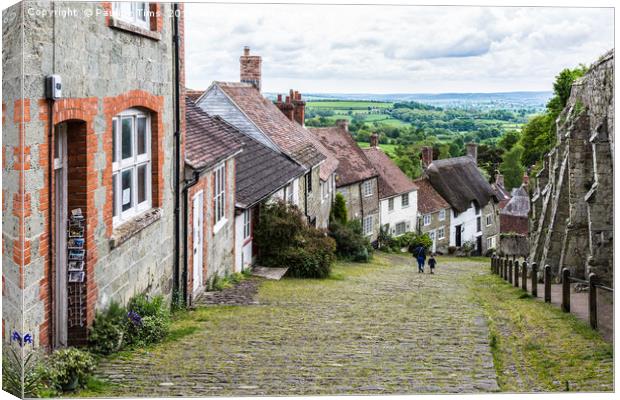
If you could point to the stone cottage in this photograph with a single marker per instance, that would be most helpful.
(90, 169)
(571, 214)
(356, 178)
(242, 105)
(398, 194)
(433, 215)
(475, 215)
(212, 147)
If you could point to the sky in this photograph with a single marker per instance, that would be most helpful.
(393, 49)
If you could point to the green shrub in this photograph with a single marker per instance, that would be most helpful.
(108, 330)
(286, 240)
(70, 368)
(351, 244)
(32, 369)
(148, 320)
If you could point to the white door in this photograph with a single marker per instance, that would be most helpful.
(198, 240)
(60, 236)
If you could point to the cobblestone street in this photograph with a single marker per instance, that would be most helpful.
(370, 329)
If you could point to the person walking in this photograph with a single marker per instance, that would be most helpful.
(420, 254)
(432, 262)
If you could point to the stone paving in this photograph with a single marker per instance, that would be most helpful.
(378, 328)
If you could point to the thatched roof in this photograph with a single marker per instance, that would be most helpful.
(459, 182)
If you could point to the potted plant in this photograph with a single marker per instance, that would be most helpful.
(70, 368)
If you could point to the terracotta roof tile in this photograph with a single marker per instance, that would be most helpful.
(353, 165)
(429, 200)
(208, 139)
(291, 137)
(392, 180)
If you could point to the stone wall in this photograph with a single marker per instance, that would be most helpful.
(571, 217)
(104, 69)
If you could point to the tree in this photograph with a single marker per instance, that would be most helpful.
(511, 167)
(339, 210)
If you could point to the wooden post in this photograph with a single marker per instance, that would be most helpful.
(534, 279)
(547, 284)
(566, 290)
(592, 279)
(516, 277)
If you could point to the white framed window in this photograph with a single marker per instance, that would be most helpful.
(131, 165)
(247, 223)
(367, 225)
(219, 198)
(405, 200)
(401, 228)
(134, 12)
(367, 188)
(427, 219)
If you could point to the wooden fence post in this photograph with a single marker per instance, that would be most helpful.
(566, 290)
(516, 277)
(592, 279)
(534, 279)
(547, 284)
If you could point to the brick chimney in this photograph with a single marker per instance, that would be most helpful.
(250, 68)
(286, 106)
(472, 151)
(343, 124)
(299, 111)
(374, 140)
(427, 156)
(499, 179)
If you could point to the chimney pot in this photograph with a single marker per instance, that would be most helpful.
(472, 151)
(343, 124)
(427, 156)
(374, 140)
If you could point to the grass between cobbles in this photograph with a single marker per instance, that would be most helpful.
(536, 346)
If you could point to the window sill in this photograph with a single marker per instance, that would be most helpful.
(219, 225)
(128, 229)
(128, 27)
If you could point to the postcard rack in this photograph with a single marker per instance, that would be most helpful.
(76, 259)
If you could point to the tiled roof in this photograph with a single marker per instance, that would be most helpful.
(392, 180)
(429, 200)
(209, 140)
(261, 171)
(460, 183)
(291, 137)
(353, 165)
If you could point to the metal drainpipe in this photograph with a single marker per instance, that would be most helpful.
(177, 144)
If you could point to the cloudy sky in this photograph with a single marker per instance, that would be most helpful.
(393, 49)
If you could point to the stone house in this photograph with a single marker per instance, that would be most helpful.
(398, 194)
(212, 148)
(475, 211)
(242, 105)
(90, 174)
(433, 215)
(356, 178)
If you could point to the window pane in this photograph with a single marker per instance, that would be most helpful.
(114, 132)
(114, 192)
(141, 183)
(141, 127)
(126, 194)
(127, 139)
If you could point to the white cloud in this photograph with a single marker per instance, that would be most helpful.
(384, 49)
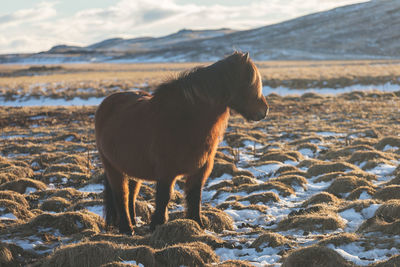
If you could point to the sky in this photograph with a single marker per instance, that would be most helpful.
(37, 25)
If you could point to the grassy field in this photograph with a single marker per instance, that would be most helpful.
(317, 183)
(96, 80)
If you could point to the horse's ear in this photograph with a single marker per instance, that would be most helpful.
(246, 57)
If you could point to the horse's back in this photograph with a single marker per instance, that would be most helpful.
(115, 103)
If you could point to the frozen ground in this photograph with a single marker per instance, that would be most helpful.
(320, 171)
(282, 91)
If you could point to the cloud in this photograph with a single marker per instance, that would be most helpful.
(39, 28)
(40, 12)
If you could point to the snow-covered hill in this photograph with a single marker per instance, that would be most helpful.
(366, 30)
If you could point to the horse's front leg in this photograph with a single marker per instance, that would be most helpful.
(193, 187)
(163, 195)
(134, 187)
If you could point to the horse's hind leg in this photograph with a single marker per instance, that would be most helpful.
(163, 195)
(134, 187)
(193, 186)
(119, 187)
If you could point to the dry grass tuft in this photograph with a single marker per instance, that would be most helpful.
(364, 156)
(11, 255)
(270, 239)
(22, 185)
(393, 261)
(315, 256)
(346, 151)
(282, 156)
(339, 239)
(389, 211)
(14, 196)
(188, 254)
(263, 198)
(376, 224)
(320, 221)
(292, 180)
(85, 254)
(19, 210)
(55, 204)
(67, 223)
(324, 168)
(233, 263)
(347, 184)
(282, 188)
(323, 197)
(388, 192)
(179, 231)
(356, 193)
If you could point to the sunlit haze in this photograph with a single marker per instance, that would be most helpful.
(33, 26)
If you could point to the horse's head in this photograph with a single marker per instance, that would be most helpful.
(246, 95)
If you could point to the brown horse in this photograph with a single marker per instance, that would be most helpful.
(172, 133)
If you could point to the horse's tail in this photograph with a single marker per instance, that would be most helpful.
(110, 213)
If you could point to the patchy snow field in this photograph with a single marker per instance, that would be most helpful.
(317, 181)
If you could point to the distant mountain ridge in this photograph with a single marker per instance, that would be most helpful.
(359, 31)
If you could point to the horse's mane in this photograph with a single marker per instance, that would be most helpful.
(207, 83)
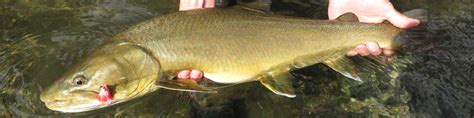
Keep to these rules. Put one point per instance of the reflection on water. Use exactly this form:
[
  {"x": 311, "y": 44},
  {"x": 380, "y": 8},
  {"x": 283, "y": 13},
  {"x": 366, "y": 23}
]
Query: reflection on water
[{"x": 41, "y": 39}]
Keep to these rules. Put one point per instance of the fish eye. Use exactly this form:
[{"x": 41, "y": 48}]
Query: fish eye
[{"x": 79, "y": 80}]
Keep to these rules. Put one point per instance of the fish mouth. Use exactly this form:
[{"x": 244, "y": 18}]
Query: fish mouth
[{"x": 56, "y": 103}]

■ **Stated goal**
Write out exactly the lines starting with the one that holds "of the reflection" and running through the last line above.

■ **Reply**
Keep to these rules. Put one point per instance of the reflection on water. Use exactly this form:
[
  {"x": 311, "y": 44},
  {"x": 380, "y": 8},
  {"x": 283, "y": 13},
  {"x": 366, "y": 23}
]
Query: reflection on water
[{"x": 41, "y": 39}]
Keep to these rules. Put one point per instance of the fish eye. Use exactly this form:
[{"x": 41, "y": 48}]
Query: fish eye
[{"x": 79, "y": 80}]
Keep to these rules. Put one point per instance of the fish mouth. Use exactly this form:
[{"x": 244, "y": 18}]
Query: fish mouth
[{"x": 56, "y": 103}]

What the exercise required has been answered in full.